» **GOAL OF THE EXERCISE**: Although the data below holds other lines too, output only those from the line with "Target: white oleander flower" up to and including the line with "Target: blurred green background", exactly as they appear.
Start of Block
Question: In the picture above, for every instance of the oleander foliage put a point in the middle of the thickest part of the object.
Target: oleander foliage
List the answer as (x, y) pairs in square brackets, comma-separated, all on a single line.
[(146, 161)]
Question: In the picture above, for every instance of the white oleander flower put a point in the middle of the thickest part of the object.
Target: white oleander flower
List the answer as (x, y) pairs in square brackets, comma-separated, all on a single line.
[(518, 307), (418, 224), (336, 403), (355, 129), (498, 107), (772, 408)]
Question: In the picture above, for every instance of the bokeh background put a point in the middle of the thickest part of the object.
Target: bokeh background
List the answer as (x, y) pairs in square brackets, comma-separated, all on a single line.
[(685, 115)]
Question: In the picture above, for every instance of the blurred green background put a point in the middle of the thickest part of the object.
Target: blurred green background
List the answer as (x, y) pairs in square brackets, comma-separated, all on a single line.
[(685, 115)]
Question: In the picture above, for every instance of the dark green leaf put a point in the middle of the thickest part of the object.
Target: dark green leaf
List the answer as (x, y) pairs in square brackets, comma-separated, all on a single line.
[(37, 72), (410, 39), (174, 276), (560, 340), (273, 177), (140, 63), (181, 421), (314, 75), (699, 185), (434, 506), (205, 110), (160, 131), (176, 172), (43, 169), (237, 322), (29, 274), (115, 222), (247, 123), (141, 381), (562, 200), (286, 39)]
End of Block
» **SOLUTION**:
Target: white oleander flower
List the answer as (x, y) pairs in square brackets, comma-separated, all on a single line.
[(518, 307), (418, 224), (336, 403), (355, 129), (498, 107), (772, 408)]
Question: In the picture above, for every instance of the bokeh background put a point in the middle of the thickest part of the object.
Target: bokeh background
List the answer as (x, y) pairs in square brackets, comma-separated, all on a single line.
[(685, 115)]
Question: In the picture above, for every instance of the blurred green background put a point in the middle of the thickest part of the object.
Target: blurred green background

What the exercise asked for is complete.